(Dataset records)
________

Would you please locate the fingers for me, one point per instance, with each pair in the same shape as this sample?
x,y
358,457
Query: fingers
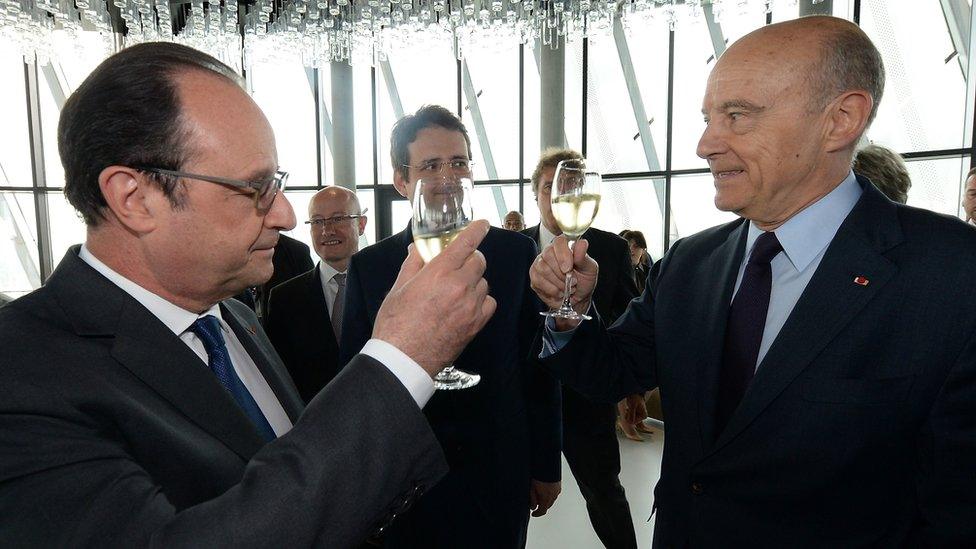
x,y
410,267
456,253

________

Can you locate every line in the rows above that contains the word "fingers" and copy each of those lines in full?

Would you please locate the fingers for me, one point per instance, with each pair in the same shape as this sample?
Query: fingers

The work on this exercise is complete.